## Your goal
Copy the records below exactly, leaving out any pictures.

***** Supplied information

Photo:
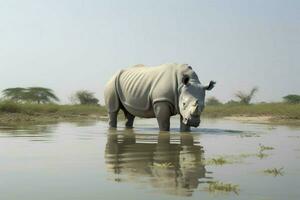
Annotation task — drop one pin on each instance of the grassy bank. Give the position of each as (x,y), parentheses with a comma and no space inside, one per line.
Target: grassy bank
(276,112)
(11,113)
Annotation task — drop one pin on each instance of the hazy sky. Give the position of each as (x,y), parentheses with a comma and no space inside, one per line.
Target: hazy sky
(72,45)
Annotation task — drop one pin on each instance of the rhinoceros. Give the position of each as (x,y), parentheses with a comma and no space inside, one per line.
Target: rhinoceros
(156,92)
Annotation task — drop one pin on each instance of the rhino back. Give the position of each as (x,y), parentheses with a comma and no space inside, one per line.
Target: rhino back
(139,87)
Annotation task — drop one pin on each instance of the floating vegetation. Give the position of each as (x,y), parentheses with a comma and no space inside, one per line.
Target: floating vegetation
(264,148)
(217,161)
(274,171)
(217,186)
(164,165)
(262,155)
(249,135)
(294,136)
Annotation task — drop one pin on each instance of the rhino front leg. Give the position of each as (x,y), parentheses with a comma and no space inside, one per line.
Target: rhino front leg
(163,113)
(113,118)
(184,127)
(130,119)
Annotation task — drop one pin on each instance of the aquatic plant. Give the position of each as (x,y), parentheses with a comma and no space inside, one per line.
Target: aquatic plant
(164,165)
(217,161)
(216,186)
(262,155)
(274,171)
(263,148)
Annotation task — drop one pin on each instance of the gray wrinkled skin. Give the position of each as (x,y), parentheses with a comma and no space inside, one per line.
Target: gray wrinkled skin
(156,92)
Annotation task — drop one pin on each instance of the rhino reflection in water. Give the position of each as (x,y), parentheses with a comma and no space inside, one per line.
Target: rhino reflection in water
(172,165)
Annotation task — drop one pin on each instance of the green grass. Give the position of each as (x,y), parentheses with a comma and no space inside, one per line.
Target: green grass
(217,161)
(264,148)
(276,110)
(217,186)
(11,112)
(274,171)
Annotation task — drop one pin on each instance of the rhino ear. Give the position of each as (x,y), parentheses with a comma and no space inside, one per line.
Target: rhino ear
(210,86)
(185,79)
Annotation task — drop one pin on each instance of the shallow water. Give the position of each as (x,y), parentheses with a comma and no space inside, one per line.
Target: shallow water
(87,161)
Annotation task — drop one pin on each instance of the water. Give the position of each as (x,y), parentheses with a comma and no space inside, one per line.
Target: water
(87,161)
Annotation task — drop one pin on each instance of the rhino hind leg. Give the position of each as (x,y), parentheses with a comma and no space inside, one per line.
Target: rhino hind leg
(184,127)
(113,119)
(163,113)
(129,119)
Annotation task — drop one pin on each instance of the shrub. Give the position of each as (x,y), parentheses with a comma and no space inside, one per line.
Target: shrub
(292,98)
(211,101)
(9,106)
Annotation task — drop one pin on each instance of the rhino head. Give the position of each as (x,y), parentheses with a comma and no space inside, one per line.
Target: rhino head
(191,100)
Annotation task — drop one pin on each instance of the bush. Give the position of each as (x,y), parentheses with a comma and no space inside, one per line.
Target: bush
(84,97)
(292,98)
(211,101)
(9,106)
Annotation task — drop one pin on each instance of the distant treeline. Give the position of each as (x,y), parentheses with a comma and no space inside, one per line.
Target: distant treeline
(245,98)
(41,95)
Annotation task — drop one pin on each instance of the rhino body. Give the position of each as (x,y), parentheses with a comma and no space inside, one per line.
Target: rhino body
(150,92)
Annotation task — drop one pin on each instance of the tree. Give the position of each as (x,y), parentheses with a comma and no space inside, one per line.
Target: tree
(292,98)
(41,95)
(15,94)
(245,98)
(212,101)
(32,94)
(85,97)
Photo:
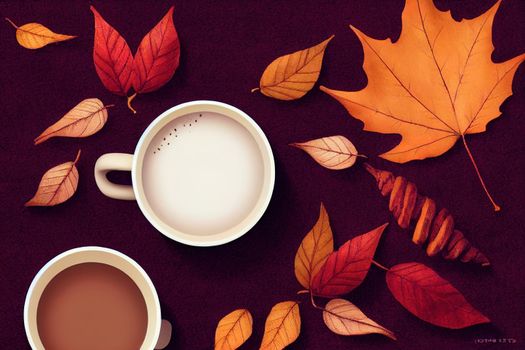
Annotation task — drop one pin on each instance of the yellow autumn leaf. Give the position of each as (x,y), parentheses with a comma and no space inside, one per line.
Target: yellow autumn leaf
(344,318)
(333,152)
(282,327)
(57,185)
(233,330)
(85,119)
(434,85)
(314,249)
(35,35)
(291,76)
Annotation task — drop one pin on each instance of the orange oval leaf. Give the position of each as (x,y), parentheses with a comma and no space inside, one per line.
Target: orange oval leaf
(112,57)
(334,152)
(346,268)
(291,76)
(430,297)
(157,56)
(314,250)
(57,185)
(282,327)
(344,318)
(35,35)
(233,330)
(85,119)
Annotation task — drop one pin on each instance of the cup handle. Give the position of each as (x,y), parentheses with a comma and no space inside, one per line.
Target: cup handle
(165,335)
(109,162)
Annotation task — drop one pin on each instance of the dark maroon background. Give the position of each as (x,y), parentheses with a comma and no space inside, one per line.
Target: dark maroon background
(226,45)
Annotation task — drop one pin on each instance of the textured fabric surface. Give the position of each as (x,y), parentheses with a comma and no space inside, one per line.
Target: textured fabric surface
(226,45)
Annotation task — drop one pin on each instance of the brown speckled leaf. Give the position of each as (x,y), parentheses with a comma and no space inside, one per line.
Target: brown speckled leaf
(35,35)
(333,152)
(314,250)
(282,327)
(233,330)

**********

## Result of this exercise
Photo:
Annotation task — drop one pin on each instance of the grassy bank. Give the position of each as (x,y), parentheses with a comma and no space inside, one per line.
Target: grassy bank
(276,112)
(11,113)
Annotation task — drop one pin on each instance of the hazy sky. Give the position of each as (x,y), parentheses with a comma and no space inside, one per line.
Target: hazy sky
(72,45)
Annotation task — drop one pin on each instance of the rhinoceros. Give the position of each as (x,y), parentheses with a comma and no space inside, one per line.
Target: rhinoceros
(156,92)
Annotation task — drop one pin on each instance of the rhino back. Give the position of each as (x,y), parentheses with a comma and no space inside, one per line.
Target: rhino back
(139,87)
Annotation task — drop one pin on each instance of the floating vegetation. Give the position of each as (x,y), parentheses with a comma and no space inside, one per line.
Target: floating vegetation
(264,148)
(217,161)
(274,171)
(217,186)
(164,165)
(262,155)
(249,135)
(294,136)
Annotation task — drop one pin on each instance of the rhino front leg. Give the position of each as (x,y), parentheses with a comma and no space inside, one per line.
Target: rhino front leg
(163,113)
(113,118)
(184,127)
(130,119)
Annotation task — drop one pin on each instance of the aquatic plant. Give the position of each as (x,y), parentheses with a comma and no space inside, one per line.
Target: aquatic plant
(164,165)
(217,161)
(216,186)
(262,155)
(274,171)
(263,148)
Annotation task — drop one pin on each instance of the gray wrinkled skin. Give the position of each as (x,y), parentheses with a comma and no space inside, one per line.
Target: gray wrinkled skin
(156,92)
Annotation task — drop one pin on each instance of the rhino reflection in water. Give the position of each as (x,y), parentheses with a comma and no space inside, one per line.
Target: rhino reflection in water
(172,165)
Annotation task — drop one pin on each instance of the green grass. Give the position of each as (x,y), parentheses with a comma and no space inside, one per line.
Target: green grass
(217,161)
(264,148)
(276,110)
(217,186)
(11,112)
(274,171)
Annotation task — drop one pin on each instance of the rhino ear. Give the position of each as (x,y), parentheses with a comma and no space inside, one per line.
Target: rhino ear
(210,86)
(185,79)
Annotation task — drop one pin on each instance of the shallow water. Give the position of each as (x,y), parentheses with a comma and no space inside, one per line.
Target: shallow water
(87,161)
Annotation task — drop one pin on each instance of the water. Give the position of each as (x,y), parentheses with a comma and no space inside, one per line.
Target: water
(87,161)
Annotation task — drop one pin on each instance of the rhino hind leg. Give the position of each as (x,y), parentheses with a comma and no space inside, one per line.
Target: rhino hind leg
(184,127)
(113,119)
(163,113)
(129,119)
Annotation task — drop one pin on each instance of the shrub. Give the position of each as (x,y), parentheses with a comma and no space inside, one per line.
Target: shrub
(292,98)
(211,101)
(9,106)
Annotation task — drop one pin on each instance of the rhino head. Give the position of each as (x,y), parentheses with a comma and no space inside, one per line.
Target: rhino head
(191,100)
Annotation task — drop one pin on each instance of the bush. Give the position of each as (x,y), parentheses with a comma and no space inside, one per line.
Target: bush
(84,97)
(292,98)
(211,101)
(9,106)
Annotation task — drop one pin on each instance of the distant treeline. Give the position of each as (x,y), parentheses with a comma and no space inside, one per line.
Target: distant treeline
(245,98)
(41,95)
Annotation task — drop one pin on each instance of the rhino body. Give the position of each as (x,y), parentheses with a comma and no space inside, one per line.
Target: rhino body
(150,92)
Annotation task — drop one pin on each instance of the tree. Give the position of each as (x,y), parentheses with a comma and no space inside, one per line.
Target: tree
(292,98)
(41,95)
(15,94)
(245,98)
(212,101)
(32,94)
(85,97)
Photo:
Annotation task — drop one pin on each instance of the yellow autumn leaf. Give the position of each as (x,y), parentheses with a comma and no space inside, one per line.
Target: yellow autumn leaf
(344,318)
(333,152)
(282,327)
(57,185)
(233,330)
(85,119)
(434,85)
(314,249)
(35,35)
(291,76)
Annotation task — drop one pin on each instance of the orange oval leaf. Give the position of each as (x,y), parentheses with a comma and no space inside, one per line.
Target: orange oval leaf
(112,57)
(334,152)
(346,268)
(291,76)
(430,297)
(157,56)
(314,250)
(57,185)
(282,327)
(344,318)
(35,35)
(233,330)
(85,119)
Annotation task — drop one pin on each instance of the cup handle. Give the position of each as (x,y), parentheses with a comma and no space inside, one per line.
Target: cup handle
(165,335)
(109,162)
Annotation task — drop one pin on each instance of the dark maroon background. Give the position of each as (x,y), parentheses with a comma and no space inside, one per line.
Target: dark maroon background
(226,45)
Annotation task — drop one pin on each instance of the textured fabric surface. Give the position of each as (x,y), parentheses with a comma and no space inside, one per line.
Target: textured fabric surface
(226,45)
Annotation task — drop one pin on each instance of the brown speckled leaf. Give the position of each as (x,y), parentheses with a comma and no space inside, one per line.
Target: brown speckled leaf
(35,35)
(333,152)
(314,250)
(282,327)
(233,330)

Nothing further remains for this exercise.